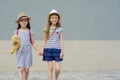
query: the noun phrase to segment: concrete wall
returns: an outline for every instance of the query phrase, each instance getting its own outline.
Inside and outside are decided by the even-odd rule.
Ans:
[[[41,41],[36,41],[41,47]],[[16,71],[16,56],[11,55],[9,41],[0,41],[0,72]],[[65,71],[120,70],[120,41],[65,41]],[[33,49],[32,71],[47,71],[47,63]]]

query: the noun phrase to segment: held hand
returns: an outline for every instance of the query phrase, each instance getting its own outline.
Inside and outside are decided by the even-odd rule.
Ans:
[[[63,58],[64,57],[64,54],[63,52],[60,53],[60,58]]]
[[[38,51],[38,55],[42,56],[42,51],[39,50]]]

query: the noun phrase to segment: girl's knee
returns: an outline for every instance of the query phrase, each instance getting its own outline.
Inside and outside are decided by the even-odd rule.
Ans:
[[[25,73],[29,73],[29,69],[25,69]]]
[[[56,72],[60,72],[60,67],[56,67],[56,68],[55,68],[55,71],[56,71]]]

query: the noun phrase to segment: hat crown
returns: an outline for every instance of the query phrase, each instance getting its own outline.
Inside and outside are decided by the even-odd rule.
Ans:
[[[53,9],[52,11],[50,11],[50,14],[52,13],[58,13],[57,10]]]
[[[22,12],[22,13],[20,13],[20,14],[18,15],[18,19],[19,19],[20,17],[22,17],[22,16],[26,16],[26,17],[27,17],[27,15],[26,15],[24,12]]]

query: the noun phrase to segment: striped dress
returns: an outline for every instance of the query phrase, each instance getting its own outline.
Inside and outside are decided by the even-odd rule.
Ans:
[[[17,30],[15,31],[16,34]],[[30,30],[33,34],[33,31]],[[16,52],[17,67],[29,68],[32,66],[32,46],[30,42],[29,30],[18,30],[20,48]]]
[[[62,34],[62,28],[57,28],[53,34],[53,29],[50,28],[50,37],[44,48],[43,61],[62,61],[60,56],[60,34]]]

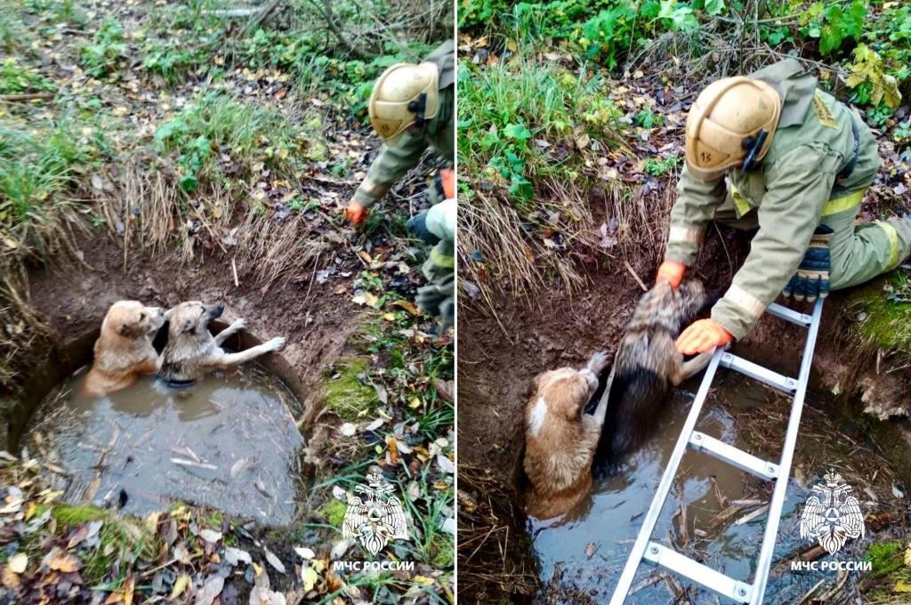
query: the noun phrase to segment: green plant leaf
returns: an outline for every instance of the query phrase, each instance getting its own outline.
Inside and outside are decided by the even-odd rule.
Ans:
[[[705,12],[712,16],[721,15],[724,8],[724,0],[706,0],[705,2]]]
[[[503,135],[507,138],[514,138],[516,140],[528,140],[531,138],[531,130],[527,128],[523,124],[507,124],[503,128]]]

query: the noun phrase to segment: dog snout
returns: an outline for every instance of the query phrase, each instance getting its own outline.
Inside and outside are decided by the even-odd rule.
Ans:
[[[206,313],[211,319],[217,319],[221,317],[221,313],[225,312],[225,305],[223,304],[212,304],[206,309]]]

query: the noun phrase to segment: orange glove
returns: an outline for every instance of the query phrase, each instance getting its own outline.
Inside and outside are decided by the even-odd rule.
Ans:
[[[353,225],[360,227],[367,218],[367,209],[353,200],[344,209],[344,216]]]
[[[453,200],[456,197],[456,170],[451,168],[441,168],[440,182],[443,183],[443,197],[445,200]]]
[[[683,331],[677,342],[677,350],[684,355],[705,353],[712,347],[724,346],[734,339],[733,335],[711,319],[693,322]]]
[[[655,283],[661,280],[670,284],[676,290],[683,281],[683,273],[686,272],[686,265],[677,261],[665,261],[658,268],[658,275],[655,276]]]

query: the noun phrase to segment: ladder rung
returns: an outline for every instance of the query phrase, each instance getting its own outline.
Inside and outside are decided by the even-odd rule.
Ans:
[[[729,446],[705,433],[693,431],[690,436],[690,446],[693,449],[711,454],[716,458],[724,460],[741,470],[752,473],[767,481],[773,481],[778,477],[778,465],[757,458],[752,454],[747,454],[743,450]]]
[[[645,549],[645,559],[701,584],[722,597],[732,599],[739,603],[750,602],[752,587],[749,584],[729,578],[657,542],[649,542],[649,547]]]
[[[722,355],[722,365],[735,372],[740,372],[761,383],[765,383],[769,386],[773,386],[788,395],[793,395],[797,392],[797,381],[793,378],[788,378],[777,372],[773,372],[758,364],[753,364],[747,359],[738,357],[732,353],[725,353]]]
[[[809,328],[810,324],[813,323],[813,317],[810,315],[794,311],[793,309],[788,309],[777,302],[773,302],[765,310],[775,317],[783,319],[785,322],[796,323],[797,325],[803,325],[804,328]]]

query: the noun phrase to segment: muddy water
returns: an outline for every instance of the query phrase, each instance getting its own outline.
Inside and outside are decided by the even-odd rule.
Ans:
[[[303,440],[289,409],[297,402],[277,378],[248,364],[187,388],[146,377],[90,398],[84,377],[42,403],[24,441],[60,471],[67,501],[143,515],[180,500],[269,525],[292,520]]]
[[[703,406],[698,430],[761,457],[777,460],[786,416],[765,423],[773,425],[773,430],[769,431],[767,426],[762,425],[770,420],[770,409],[773,407],[776,410],[776,416],[784,415],[789,404],[777,399],[777,395],[770,390],[723,370],[720,370],[720,376],[722,379],[715,383],[717,388],[713,389]],[[672,394],[663,416],[656,423],[657,432],[618,468],[609,471],[605,477],[596,478],[590,497],[573,513],[557,523],[529,521],[535,554],[540,565],[542,579],[548,587],[548,597],[545,599],[545,595],[540,595],[541,600],[607,601],[667,466],[698,386],[698,381],[693,381],[686,385],[686,388]],[[800,538],[801,507],[811,493],[812,485],[817,483],[827,470],[824,466],[827,463],[821,458],[838,464],[848,455],[844,452],[835,459],[827,451],[823,456],[817,456],[831,446],[831,443],[824,444],[823,440],[831,439],[833,433],[831,427],[825,430],[814,427],[815,422],[822,422],[821,418],[818,411],[804,408],[802,436],[795,454],[795,468],[787,489],[774,561],[790,561],[795,558],[795,553],[812,546]],[[753,426],[754,420],[759,421],[760,426]],[[850,444],[850,446],[855,446]],[[863,456],[863,453],[855,451],[854,456]],[[756,505],[743,505],[736,512],[731,508],[736,504],[732,501],[736,500],[768,502],[771,484],[693,451],[688,451],[684,456],[677,479],[661,511],[652,539],[665,545],[672,544],[676,550],[696,557],[714,569],[752,582],[753,561],[763,539],[765,515],[760,514],[752,520],[744,519],[756,510]],[[859,487],[855,492],[858,490]],[[865,497],[864,493],[855,495],[862,502]],[[869,509],[869,507],[862,508]],[[724,510],[733,514],[726,518],[716,517]],[[681,511],[685,511],[685,517],[681,515]],[[840,553],[844,555],[841,559],[862,556],[861,544],[846,545],[845,549],[849,546],[856,557]],[[643,563],[633,583],[634,589],[639,585],[640,590],[627,602],[672,602],[672,590],[657,578],[658,573],[650,563]],[[766,602],[797,602],[816,582],[831,580],[834,577],[834,572],[802,572],[799,575],[779,568],[770,577]],[[657,581],[643,587],[651,580]],[[692,602],[728,601],[719,601],[713,593],[701,590]]]

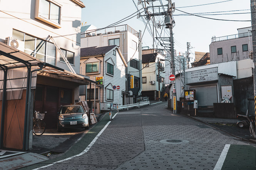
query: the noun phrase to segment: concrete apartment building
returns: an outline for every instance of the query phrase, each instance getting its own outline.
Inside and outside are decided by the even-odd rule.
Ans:
[[[5,110],[0,147],[31,148],[33,111],[46,112],[46,127],[57,128],[59,107],[78,102],[79,86],[94,82],[76,74],[85,7],[79,0],[0,1],[0,21],[4,25],[0,31],[0,85],[7,84],[0,95]]]
[[[128,65],[126,69],[126,89],[123,93],[126,94],[126,98],[131,98],[129,101],[132,99],[132,102],[135,102],[136,97],[141,94],[142,90],[141,71],[139,71],[141,68],[140,33],[127,25],[99,30],[95,30],[95,28],[91,25],[82,27],[84,31],[81,33],[81,48],[113,45],[118,46]],[[131,76],[134,78],[134,82],[132,81],[134,88],[131,87]]]
[[[209,46],[211,64],[249,58],[249,52],[252,50],[250,30],[251,27],[239,28],[238,34],[212,37]]]
[[[164,58],[161,53],[157,53],[156,50],[142,51],[142,97],[148,97],[150,100],[158,99],[159,82],[160,95],[164,91],[164,62],[159,60]],[[160,75],[158,74],[159,68]]]
[[[113,110],[118,106],[124,104],[125,91],[125,68],[127,65],[121,51],[116,45],[101,47],[92,47],[81,49],[81,74],[96,81],[102,79],[102,83],[92,84],[91,101],[94,103],[95,89],[95,110],[94,113],[107,111],[113,104]],[[120,87],[119,91],[114,90],[114,86]],[[87,88],[87,101],[90,99],[89,85]],[[81,96],[85,101],[85,96]],[[129,103],[128,103],[129,104]],[[94,103],[92,104],[94,106]]]

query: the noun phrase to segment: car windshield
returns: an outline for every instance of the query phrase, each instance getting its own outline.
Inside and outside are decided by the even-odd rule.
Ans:
[[[84,110],[81,106],[64,106],[61,110],[61,114],[83,113]]]

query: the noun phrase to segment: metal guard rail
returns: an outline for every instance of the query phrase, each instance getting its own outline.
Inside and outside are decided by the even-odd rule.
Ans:
[[[141,102],[138,103],[134,103],[133,104],[127,104],[126,105],[122,105],[120,106],[119,107],[118,110],[127,108],[127,110],[128,111],[129,107],[138,107],[139,108],[140,108],[140,106],[147,105],[148,104],[150,105],[150,103],[149,103],[149,101],[147,102]]]

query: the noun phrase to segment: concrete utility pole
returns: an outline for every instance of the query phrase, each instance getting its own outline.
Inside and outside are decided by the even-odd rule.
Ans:
[[[189,68],[189,54],[190,53],[189,52],[189,50],[190,49],[190,43],[188,42],[187,43],[187,68]]]
[[[171,43],[171,59],[172,74],[176,76],[175,74],[175,64],[174,62],[174,47],[173,41],[173,33],[172,32],[173,21],[172,18],[172,6],[171,0],[168,1],[168,9],[169,11],[171,25],[170,26],[170,43]],[[177,94],[176,94],[176,83],[172,84],[172,94],[173,96],[173,113],[176,113],[177,109],[176,103],[177,101]]]
[[[253,39],[253,57],[254,63],[253,81],[254,84],[254,116],[256,120],[256,0],[251,0],[252,38]],[[256,124],[255,125],[256,126]]]
[[[158,101],[160,101],[160,62],[159,61],[159,58],[157,59],[157,68],[158,68],[158,76],[157,80],[158,81]]]

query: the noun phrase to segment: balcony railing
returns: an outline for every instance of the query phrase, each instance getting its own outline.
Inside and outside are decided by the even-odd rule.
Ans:
[[[229,40],[235,39],[236,38],[240,38],[246,37],[249,36],[251,36],[251,32],[249,32],[249,33],[246,32],[241,33],[241,34],[228,35],[227,36],[221,36],[220,37],[215,37],[213,36],[212,38],[212,43],[228,40]]]
[[[92,30],[87,31],[85,31],[85,33],[82,33],[81,35],[84,35],[84,36],[82,36],[83,37],[87,37],[88,36],[96,36],[104,34],[110,34],[113,33],[128,31],[139,38],[139,33],[127,25],[111,26],[106,28],[104,28],[102,30],[101,30],[100,28],[97,30]]]

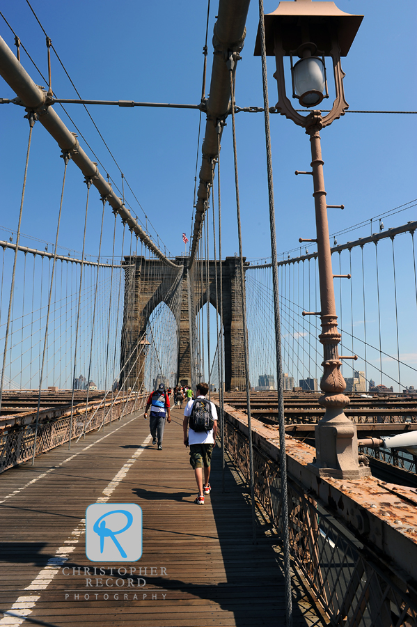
────
**EXERCISE GOAL**
Count the lines in the entries above that contain the string "concrete", with case counting. Give only the number.

**EXPECTED OUTPUT**
3